### Document section

start

A word from the CEO
CCS in Australia: Safe, Reliable, Necessary and Urgent
Carbon capture and storage is a safe, proven and increasingly cost-effective technology that can deliver large-scale reductions in emissions for a wide range of industries. This makes it essential for Australia and many other nations to advance CCS to have any realistic chance of meeting mid-century emissions reduction targets.
Of course, discussion will continue over how best to reach net zero over the next 25 years. One forum for that discussion – which will hopefully shed light as a well as inevitable heat on the CCS debate – is the current Senate Inquiry into Glencore’s proposed pilot project in Queensland.
The CTSCo project is linked to the Millmerran coal-fired power station, a facility that emits ~5 million tonnes per annum. A successful pilot could bring forward other CCS projects that could support a reduction in emissions across Australia’s fleet of coal-fired power stations which emit a total of 124 Mtpa of CO2e (as of February 2024) and lead the way in supporting other hard-to-abate sectors to reduce their emissions.

end

### Collected data

start

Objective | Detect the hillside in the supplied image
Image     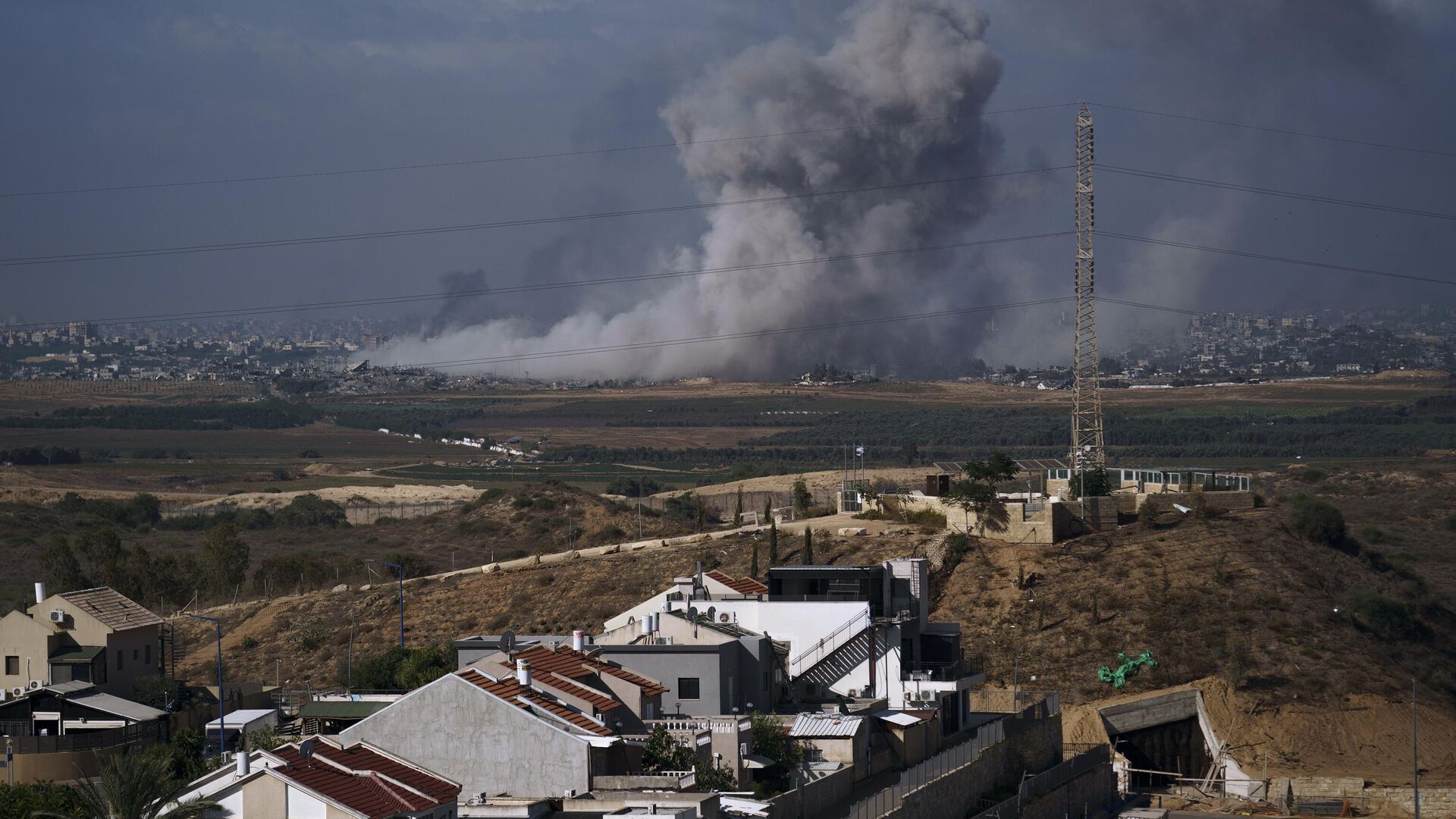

end

### Required tasks
1. Translate into French the following sentence from the CEO's message on carbon capture and storage: "Of course, discussion will continue over how best to reach net zero over the next 25 years."
2. Quote from the CEO's message on carbon capture and storage everything from "The CTSCo project" down to "reduce their emissions.".

### The responses
1. Bien entendu, le débat se poursuivra quant à la meilleure manière d'atteindre la neutralité carbone au cours des 25 prochaines années.

2.
The CTSCo project is linked to the Millmerran coal-fired power station, a facility that emits ~5 million tonnes per annum. A successful pilot could bring forward other CCS projects that could support a reduction in emissions across Australia’s fleet of coal-fired power stations which emit a total of 124 Mtpa of CO2e (as of February 2024) and lead the way in supporting other hard-to-abate sectors to reduce their emissions.